(Position annotation rows)
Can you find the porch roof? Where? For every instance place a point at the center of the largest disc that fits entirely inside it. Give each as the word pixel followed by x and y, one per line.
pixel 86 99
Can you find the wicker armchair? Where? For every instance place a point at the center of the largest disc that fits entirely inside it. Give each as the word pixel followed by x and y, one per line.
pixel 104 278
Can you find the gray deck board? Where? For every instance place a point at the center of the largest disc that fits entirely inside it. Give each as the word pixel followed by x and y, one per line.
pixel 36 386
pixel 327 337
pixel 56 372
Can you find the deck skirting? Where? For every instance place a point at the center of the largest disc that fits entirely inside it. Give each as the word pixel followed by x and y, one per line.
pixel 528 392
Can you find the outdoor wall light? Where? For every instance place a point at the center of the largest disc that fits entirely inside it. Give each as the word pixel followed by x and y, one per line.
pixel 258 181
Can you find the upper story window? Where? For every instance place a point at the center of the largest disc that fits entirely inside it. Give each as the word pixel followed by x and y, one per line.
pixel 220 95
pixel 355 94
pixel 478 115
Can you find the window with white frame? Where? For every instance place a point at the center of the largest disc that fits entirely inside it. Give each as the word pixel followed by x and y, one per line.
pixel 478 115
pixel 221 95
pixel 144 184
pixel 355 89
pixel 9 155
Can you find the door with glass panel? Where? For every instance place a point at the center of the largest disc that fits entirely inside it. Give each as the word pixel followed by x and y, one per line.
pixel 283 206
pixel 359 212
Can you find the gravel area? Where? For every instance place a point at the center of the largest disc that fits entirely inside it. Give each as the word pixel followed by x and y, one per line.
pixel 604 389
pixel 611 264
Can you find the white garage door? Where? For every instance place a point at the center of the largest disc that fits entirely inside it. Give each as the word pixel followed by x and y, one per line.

_Task objective:_ Output all of the rows above as a JSON list of strings, with one string per line and no blank lines.

_Exercise response:_
[
  "Can you find the porch roof? Where? For every instance place a point at the center of the largest disc that fits entirely inside it. Give each as the word pixel followed by x and y, one per line.",
  "pixel 86 99",
  "Can you find the wicker armchair? Where? For every instance place a point at the center of the largest disc that fits entirely inside it. Give each as the word pixel followed by x and y, one per line.",
  "pixel 104 278",
  "Can you find the gray deck board? Where? For every instance place a point at the center of the largest disc that fits entirely inside it. Give each as the word pixel followed by x and y, one per line.",
  "pixel 36 386",
  "pixel 327 337",
  "pixel 56 372",
  "Can you find the deck skirting? Where? For every instance place a point at the center of the largest disc that fits entirely inside it. Give each as the word pixel followed by x and y, one per line.",
  "pixel 528 392",
  "Can you find the outdoor wall light? Where? For every instance place a point at the center of the largest disc that fits entirely inside it. Give each as the word pixel followed by x and y, one per line.",
  "pixel 258 181",
  "Can you find the upper story window? Where? For every instance place a point at the center of the largest disc that fits entirely inside it. Give each as the word pixel followed by x and y, one per line.",
  "pixel 220 95",
  "pixel 355 94",
  "pixel 478 115",
  "Can you find the window with white frame? Where? For every instance place a point at the center of the largest disc that fits entirely inside it. Give each as the word pixel followed by x and y, one per line.",
  "pixel 478 115",
  "pixel 221 95",
  "pixel 144 184",
  "pixel 355 89",
  "pixel 9 155",
  "Can you find the door with glass panel? Where? For every instance place a point at the center of the largest disc that fits entirely inside it. Give each as the word pixel followed by x and y, one per line.",
  "pixel 283 206",
  "pixel 359 212",
  "Can you find the gravel area? Where? For every instance place a point at the center of the largest disc that fits entirely inside it. Give each as the word pixel followed by x and y, one per line.",
  "pixel 604 389",
  "pixel 611 264",
  "Can you find the white garage door? Where? For every instance place a point at the center of the largest disc that fits entirely inside it. Give each as the word pixel followed by x and y, one per line."
]